Exercise instructions:
Count the lines in the entries below that contain the string "power". Reply with only the number.

Record excerpts:
-*-*-

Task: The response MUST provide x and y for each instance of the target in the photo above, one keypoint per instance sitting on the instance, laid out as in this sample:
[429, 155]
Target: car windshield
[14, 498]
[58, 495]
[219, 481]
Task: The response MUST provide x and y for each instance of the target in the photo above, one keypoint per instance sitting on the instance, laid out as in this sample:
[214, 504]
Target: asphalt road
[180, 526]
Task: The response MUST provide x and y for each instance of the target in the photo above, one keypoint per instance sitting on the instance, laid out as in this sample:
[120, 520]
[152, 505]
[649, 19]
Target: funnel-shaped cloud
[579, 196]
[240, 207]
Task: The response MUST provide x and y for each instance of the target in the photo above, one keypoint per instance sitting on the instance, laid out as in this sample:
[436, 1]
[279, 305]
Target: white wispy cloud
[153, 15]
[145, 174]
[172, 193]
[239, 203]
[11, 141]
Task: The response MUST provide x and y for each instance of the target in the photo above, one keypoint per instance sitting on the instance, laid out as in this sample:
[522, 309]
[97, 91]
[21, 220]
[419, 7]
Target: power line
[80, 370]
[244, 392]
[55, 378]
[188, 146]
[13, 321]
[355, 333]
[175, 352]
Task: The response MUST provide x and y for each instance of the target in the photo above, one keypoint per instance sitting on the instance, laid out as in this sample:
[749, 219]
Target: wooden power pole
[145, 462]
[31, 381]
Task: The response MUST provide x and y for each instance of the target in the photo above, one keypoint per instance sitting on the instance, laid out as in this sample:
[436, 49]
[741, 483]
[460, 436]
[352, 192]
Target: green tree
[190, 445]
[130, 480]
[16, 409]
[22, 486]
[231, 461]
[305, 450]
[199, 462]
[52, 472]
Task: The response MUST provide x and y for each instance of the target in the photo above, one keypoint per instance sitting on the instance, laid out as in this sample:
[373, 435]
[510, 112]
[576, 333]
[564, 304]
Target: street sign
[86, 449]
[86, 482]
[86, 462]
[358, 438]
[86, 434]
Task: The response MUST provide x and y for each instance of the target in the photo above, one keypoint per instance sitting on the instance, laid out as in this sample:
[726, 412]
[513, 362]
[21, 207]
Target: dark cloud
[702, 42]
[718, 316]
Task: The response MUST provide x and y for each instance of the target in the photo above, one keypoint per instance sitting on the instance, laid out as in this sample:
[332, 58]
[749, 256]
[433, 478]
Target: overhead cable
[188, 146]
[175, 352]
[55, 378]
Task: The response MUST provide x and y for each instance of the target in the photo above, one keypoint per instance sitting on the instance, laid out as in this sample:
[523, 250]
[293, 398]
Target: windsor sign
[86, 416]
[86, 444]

-*-*-

The answer:
2